Copy out all of the records below, requests included, and increase every x and y coordinate in the answers by 64.

===== THE INPUT

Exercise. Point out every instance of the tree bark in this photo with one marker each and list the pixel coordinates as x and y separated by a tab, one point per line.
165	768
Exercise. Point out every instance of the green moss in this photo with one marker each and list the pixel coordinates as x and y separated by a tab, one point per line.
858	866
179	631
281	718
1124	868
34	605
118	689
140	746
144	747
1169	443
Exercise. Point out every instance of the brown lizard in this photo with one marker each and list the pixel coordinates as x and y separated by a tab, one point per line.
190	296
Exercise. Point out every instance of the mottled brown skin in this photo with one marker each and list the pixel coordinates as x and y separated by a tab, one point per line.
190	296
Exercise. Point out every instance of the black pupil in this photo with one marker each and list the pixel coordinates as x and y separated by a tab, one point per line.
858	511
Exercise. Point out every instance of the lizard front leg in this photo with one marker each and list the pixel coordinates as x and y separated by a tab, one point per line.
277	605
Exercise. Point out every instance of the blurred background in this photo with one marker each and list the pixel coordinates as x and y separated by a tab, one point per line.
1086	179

==========

**EXERCISE RESULT**
Exercise. Point out every instance of the tree bark in this photo with one marker each and list the pixel coordinates as x and y separated by a tab, one point per line.
229	832
Exercise. Point out every instance of the green moss in this photo with one marker each and list the pixel coordinates as x and y separated by a tab, one point per line.
922	930
243	695
345	782
1188	932
98	669
182	753
204	810
208	811
1233	507
Exercise. Point out every instance of the brown lizard in this photo with one marker each and list the pixel coordinates as x and y separated by a tab, one point per line.
254	360
Exercise. Point out every instance of the mottled brown skin in this photo with one marker each and list the pixel coordinates as x and y separated by a tab, one point per line.
254	360
Exercise. Point out every instance of the black pupil in this photo with one marker each and list the pixel coordinates as x and y separated by a tab, one point per line.
922	575
Exercise. Point out every instance of the lizard front leg in this photo with one marker each and list the pixel coordinates as x and y separated by a tab, one point per line.
341	669
Exercise. Point out every instance of the blurred background in this photo with one marker each and list the pixel coordinates as x and y separated by a tab, one point per line.
1150	243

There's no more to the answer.